Extrait retenu:
╭──

Le Caigo qui recouvre la ville depuis hier rend propice à l'introspection, surtout quand la page demeure blanche et que toutes les belles idées, les jolies phrases qui jaillissaient toutes à la fois dans ma tête ne retrouvent pas leur chemin jusqu'à la plume. Est-ce bien raisonnable de s'acharner ainsi ? Cette réflexion m'a fait penser au titre d'un livre d'Arnaud Cathrine, écrivain que je n'ai pas le bonheur de connaître personnellement, mais dont je me sens très proche depuis ses premiers livres.
Communauté d'idées et de mots. Michel Abescat, dans la critique d'un de ses ouvrages pour Télérama écrivait : "La recherche inlassable d'une vérité intime, d'une liberté de soi que seule l'écriture permet d'approcher et d'imposer, qu'elles qu'en soient les conséquences [...] Oser ainsi, au fil des pages, livre après livre, une sorte d'autoportrait crypté, les masques de la fiction servant à faire tomber, un à un, ceux de la vie réelle..." N'est-ce pas ce qui a déclenché un jour, il y a fort longtemps, cette obsession de l'écriture quand bien même d'autres avant moi avaient su répondre avec génie à la même obligation : tenter de solder une fois pour toutes les comptes de la jeunesse...

╰──

Actions requises:
1 – Reproduisez mot pour mot tout ce qui va de « Le Caigo qui » jusqu'à « ses premiers livres. » dans l'extrait retenu.
2 – D'après l'extrait retenu, pour quel périodique Michel Abescat a-t-il rédigé la critique citée ?

Enregistrements présentés:
╭──

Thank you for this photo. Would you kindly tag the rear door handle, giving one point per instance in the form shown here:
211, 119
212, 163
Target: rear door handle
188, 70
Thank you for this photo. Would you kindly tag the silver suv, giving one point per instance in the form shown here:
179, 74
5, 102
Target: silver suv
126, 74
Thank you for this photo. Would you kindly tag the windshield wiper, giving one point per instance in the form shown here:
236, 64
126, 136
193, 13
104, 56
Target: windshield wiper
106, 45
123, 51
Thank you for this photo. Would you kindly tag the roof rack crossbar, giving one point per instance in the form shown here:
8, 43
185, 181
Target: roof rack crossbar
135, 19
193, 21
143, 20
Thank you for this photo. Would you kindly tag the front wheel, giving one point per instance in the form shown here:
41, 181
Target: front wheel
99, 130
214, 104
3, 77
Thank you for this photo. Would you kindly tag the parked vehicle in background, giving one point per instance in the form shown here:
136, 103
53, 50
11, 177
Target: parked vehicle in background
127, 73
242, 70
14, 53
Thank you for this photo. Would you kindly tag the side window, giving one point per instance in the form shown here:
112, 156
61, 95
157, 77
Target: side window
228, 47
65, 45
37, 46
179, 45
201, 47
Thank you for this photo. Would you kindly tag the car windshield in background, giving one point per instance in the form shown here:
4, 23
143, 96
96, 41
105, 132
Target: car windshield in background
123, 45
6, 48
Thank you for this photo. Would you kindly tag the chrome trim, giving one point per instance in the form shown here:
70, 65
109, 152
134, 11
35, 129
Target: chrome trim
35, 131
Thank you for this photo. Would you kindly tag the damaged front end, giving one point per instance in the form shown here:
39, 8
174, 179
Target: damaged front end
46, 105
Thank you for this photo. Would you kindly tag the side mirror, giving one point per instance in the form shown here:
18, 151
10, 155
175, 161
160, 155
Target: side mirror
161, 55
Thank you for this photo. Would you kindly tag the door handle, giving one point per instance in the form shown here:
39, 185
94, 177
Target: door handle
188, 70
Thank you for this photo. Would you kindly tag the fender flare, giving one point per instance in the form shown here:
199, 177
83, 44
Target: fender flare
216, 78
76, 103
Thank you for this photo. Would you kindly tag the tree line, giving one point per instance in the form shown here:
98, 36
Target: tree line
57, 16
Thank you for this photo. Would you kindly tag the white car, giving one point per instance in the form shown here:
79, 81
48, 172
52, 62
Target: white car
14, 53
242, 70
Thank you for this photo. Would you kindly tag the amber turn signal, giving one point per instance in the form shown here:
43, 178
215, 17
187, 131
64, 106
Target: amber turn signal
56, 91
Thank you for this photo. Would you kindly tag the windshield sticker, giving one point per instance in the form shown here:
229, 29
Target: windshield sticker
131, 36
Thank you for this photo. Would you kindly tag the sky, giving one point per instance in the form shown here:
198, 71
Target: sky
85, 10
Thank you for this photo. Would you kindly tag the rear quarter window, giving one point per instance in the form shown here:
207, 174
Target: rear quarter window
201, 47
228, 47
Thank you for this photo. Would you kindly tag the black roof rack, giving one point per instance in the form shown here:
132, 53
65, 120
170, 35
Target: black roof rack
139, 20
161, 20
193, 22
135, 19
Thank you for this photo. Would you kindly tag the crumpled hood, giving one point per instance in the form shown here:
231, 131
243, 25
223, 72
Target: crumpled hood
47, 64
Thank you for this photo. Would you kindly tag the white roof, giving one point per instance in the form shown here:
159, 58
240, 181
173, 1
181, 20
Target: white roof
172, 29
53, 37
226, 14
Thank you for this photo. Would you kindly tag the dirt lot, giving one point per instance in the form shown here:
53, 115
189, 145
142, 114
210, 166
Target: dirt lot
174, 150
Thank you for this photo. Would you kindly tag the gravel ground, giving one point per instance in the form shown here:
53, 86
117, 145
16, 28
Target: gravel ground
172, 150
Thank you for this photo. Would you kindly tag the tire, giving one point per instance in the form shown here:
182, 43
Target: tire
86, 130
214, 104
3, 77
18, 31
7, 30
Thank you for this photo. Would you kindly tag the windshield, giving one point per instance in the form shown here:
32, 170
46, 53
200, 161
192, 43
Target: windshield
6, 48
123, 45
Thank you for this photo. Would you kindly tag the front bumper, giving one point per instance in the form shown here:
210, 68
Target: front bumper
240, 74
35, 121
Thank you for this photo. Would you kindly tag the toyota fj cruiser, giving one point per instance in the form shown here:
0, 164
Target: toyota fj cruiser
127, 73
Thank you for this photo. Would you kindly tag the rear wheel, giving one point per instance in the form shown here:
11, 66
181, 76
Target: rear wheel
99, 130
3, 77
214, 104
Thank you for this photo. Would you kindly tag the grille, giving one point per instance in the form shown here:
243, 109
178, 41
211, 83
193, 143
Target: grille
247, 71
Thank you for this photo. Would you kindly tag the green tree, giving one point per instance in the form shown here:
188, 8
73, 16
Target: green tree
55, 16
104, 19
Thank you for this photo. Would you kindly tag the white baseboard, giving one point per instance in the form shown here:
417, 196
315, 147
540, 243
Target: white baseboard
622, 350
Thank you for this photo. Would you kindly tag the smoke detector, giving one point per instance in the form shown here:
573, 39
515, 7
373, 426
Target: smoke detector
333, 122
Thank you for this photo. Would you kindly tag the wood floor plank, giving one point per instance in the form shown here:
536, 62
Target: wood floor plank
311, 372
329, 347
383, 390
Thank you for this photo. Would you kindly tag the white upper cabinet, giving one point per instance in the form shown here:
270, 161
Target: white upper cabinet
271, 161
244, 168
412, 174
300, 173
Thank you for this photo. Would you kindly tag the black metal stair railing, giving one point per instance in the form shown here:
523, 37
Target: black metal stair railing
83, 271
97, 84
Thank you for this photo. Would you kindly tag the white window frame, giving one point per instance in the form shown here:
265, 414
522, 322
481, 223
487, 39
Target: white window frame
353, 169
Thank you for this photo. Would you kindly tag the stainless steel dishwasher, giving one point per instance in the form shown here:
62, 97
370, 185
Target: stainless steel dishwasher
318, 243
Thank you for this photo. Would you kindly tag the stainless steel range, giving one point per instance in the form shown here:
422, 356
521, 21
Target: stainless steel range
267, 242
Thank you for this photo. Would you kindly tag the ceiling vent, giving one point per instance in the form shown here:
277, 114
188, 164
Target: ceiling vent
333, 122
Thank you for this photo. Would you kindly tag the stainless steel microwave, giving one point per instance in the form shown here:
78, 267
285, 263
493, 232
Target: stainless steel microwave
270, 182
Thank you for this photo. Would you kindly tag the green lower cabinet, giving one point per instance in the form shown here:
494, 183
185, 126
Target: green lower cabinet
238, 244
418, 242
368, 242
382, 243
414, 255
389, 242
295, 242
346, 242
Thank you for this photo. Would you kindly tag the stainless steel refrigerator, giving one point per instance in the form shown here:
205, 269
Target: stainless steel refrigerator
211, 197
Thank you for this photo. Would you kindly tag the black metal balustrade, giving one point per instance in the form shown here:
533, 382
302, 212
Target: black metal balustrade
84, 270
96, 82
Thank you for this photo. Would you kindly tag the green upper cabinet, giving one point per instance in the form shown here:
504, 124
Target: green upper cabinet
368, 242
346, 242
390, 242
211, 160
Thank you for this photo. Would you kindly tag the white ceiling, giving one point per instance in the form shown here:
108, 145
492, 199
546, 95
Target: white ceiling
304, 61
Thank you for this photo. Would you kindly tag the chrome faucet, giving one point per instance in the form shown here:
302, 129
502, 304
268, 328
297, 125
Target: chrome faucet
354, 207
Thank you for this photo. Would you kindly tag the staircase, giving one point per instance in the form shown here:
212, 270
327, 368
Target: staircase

╰──

Réponses attendues:
1 –
Le Caigo qui recouvre la ville depuis hier rend propice à l'introspection, surtout quand la page demeure blanche et que toutes les belles idées, les jolies phrases qui jaillissaient toutes à la fois dans ma tête ne retrouvent pas leur chemin jusqu'à la plume. Est-ce bien raisonnable de s'acharner ainsi ? Cette réflexion m'a fait penser au titre d'un livre d'Arnaud Cathrine, écrivain que je n'ai pas le bonheur de connaître personnellement, mais dont je me sens très proche depuis ses premiers livres.

2 – Pour Télérama.